-- START OF RECORDS SHOWN --

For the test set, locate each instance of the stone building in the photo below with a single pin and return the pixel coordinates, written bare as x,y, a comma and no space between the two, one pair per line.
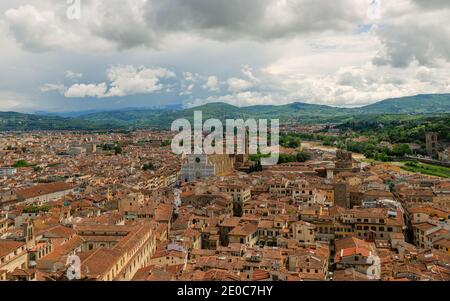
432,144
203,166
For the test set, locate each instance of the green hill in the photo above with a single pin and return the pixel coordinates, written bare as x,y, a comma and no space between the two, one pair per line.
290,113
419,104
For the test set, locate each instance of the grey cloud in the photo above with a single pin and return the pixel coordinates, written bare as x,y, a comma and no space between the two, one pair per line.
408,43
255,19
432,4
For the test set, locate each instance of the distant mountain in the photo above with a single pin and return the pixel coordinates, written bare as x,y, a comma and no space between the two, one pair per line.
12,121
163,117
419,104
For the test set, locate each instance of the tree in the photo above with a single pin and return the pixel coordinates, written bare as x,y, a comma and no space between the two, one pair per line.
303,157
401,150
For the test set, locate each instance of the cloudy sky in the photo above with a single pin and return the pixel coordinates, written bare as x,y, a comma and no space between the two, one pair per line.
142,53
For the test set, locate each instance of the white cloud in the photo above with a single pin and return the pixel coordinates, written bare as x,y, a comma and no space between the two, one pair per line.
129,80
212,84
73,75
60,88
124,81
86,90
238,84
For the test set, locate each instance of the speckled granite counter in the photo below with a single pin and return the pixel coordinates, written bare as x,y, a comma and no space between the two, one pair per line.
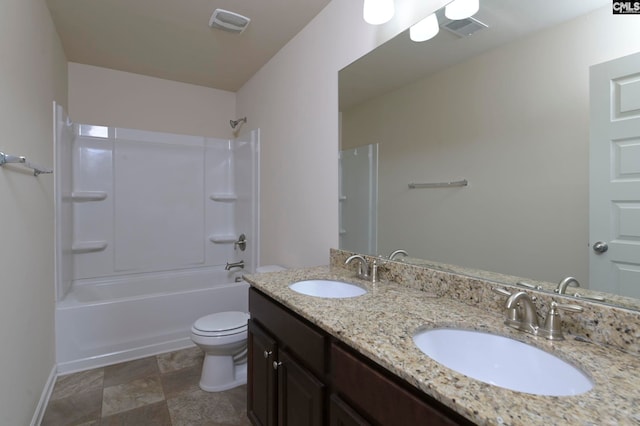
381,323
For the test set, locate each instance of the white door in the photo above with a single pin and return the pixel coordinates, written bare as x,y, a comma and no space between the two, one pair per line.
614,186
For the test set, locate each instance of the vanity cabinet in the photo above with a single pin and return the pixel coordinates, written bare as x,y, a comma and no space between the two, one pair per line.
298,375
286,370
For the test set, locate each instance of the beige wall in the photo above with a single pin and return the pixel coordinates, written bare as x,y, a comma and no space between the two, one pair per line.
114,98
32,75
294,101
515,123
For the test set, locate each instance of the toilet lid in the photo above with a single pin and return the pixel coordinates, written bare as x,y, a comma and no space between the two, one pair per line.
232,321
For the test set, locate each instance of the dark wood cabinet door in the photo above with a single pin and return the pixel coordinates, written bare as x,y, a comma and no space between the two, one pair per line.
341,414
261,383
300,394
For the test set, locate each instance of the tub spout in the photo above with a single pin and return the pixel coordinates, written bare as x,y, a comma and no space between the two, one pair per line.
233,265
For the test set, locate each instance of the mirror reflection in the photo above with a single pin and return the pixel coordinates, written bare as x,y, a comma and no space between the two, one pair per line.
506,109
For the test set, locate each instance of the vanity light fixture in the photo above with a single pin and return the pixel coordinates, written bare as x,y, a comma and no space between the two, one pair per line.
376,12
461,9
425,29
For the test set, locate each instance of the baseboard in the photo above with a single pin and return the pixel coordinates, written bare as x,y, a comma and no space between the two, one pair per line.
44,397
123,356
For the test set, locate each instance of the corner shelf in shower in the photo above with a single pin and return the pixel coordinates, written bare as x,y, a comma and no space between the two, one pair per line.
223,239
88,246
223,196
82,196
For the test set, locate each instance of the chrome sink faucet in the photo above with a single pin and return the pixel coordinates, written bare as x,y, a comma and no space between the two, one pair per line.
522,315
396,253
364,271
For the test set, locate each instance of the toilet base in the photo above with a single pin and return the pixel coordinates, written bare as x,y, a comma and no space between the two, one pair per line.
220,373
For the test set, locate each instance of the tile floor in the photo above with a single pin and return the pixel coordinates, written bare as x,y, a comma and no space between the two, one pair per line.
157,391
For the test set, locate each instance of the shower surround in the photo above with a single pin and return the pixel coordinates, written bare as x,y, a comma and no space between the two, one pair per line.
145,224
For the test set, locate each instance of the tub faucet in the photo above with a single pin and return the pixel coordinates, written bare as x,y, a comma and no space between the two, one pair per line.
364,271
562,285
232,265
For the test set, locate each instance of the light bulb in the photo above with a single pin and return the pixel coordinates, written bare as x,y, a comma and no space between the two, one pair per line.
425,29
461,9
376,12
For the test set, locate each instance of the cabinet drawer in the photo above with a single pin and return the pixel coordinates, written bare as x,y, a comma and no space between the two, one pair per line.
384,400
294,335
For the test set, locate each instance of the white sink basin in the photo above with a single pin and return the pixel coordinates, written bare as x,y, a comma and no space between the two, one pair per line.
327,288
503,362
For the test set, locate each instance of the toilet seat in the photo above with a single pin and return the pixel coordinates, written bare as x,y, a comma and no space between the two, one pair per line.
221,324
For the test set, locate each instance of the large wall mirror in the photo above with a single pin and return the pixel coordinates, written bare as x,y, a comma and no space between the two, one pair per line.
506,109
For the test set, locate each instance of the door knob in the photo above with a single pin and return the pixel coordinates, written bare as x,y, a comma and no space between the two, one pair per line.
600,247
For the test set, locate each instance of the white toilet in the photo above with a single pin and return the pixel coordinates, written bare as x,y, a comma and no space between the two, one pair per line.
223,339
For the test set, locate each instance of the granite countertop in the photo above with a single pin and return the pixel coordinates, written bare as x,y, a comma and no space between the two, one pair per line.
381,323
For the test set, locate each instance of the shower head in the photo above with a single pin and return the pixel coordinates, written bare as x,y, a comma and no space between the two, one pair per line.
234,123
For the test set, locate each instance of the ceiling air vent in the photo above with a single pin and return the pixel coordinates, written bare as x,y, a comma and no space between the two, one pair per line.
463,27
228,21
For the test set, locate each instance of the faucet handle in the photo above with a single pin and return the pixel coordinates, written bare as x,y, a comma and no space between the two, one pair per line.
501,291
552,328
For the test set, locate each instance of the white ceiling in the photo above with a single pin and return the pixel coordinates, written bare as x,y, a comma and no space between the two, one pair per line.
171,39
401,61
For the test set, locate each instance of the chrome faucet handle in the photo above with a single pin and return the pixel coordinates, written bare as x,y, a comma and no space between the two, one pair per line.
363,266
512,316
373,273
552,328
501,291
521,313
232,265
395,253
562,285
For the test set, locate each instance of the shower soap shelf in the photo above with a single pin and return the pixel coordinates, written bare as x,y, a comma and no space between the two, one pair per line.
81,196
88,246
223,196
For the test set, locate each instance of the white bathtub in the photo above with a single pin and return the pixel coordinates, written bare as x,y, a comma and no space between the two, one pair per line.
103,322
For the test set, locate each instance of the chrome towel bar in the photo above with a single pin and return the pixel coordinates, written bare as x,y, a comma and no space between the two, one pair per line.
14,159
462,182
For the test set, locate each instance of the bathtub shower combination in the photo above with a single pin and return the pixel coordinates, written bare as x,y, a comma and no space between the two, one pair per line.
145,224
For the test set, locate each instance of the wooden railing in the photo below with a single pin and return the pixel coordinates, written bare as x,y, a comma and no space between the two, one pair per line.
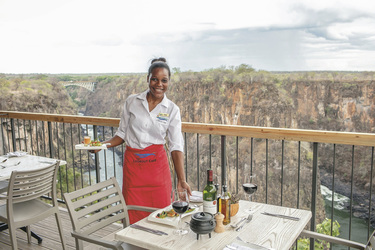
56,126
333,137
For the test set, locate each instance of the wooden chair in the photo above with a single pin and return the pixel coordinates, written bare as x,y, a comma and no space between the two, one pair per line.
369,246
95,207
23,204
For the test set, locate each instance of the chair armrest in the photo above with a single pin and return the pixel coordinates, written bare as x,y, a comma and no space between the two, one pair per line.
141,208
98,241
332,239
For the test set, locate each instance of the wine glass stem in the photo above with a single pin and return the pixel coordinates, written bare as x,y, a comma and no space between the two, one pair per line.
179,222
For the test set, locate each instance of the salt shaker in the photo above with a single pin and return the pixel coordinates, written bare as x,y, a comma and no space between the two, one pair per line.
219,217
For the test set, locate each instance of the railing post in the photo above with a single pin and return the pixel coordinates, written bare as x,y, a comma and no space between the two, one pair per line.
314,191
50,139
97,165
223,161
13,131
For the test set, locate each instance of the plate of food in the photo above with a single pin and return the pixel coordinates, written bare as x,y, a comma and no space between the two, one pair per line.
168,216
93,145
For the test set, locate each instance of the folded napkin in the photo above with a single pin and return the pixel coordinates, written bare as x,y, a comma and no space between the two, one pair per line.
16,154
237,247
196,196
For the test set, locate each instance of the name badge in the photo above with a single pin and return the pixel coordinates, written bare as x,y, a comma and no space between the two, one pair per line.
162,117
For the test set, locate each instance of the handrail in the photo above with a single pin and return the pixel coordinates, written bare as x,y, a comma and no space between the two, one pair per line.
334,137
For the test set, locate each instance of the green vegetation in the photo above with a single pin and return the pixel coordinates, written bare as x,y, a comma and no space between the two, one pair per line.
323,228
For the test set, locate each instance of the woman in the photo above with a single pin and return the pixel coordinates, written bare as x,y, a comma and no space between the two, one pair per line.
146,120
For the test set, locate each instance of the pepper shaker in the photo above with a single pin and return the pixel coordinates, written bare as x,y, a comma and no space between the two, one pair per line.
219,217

-- END OF RECORDS SHOWN --

* [SHORT TASK] Output an exact copy of the lines beginning at the one that holds "For the test set, locate each instance of the railing" and running through the final line of the records.

* [SOLUTION TO THIS EXERCISE]
For the test set, locate each instance of the railing post in the photo above with a single pin and return the pixel coordinates, written bare as x,y, a comma and no space between the two, one pair per line.
314,191
50,139
97,165
223,161
13,131
For the test set, locate each instance of the plate of food in the photo above with a single pin and return the pixel coordinates, written bare as x,y, a comma and no space between the two, one pair per line.
168,216
93,145
For the test set, locate each instance of the folded napkin in the photo above with a single pin and return the pixel coordinates, written bare as x,y, a comma and no space between the two, one pair per line.
16,154
237,247
196,196
For the test set, locate each instance of the name badge in the photo above with a single pin and return the pixel coordinates, written bare as x,y, a comma and no space between the two, one pair per line.
162,117
For the test set, locate each instance of the handrail in the photo above with a single pin and return the pixel coordinates, written bare as x,y, a comma and no space between the two, one pair per line.
334,137
For the test set, locate each instance of the green vegetation in the photo above with a single pin and return the pixel coordinates, written bare as x,y, a comma and no space between the two, one pair per line.
323,228
For the test set, locate each instance of the woman in the photo above with a single pin and return the pixel coordinates, written bare as x,y, a comma and no space between the two, one pair per line.
146,120
For the test set, locate each instance of the pepper shaker in the photo above with a single pin and return the pixel coordinates, written bare as x,y, a comma and no space between the two, one pair per line.
219,217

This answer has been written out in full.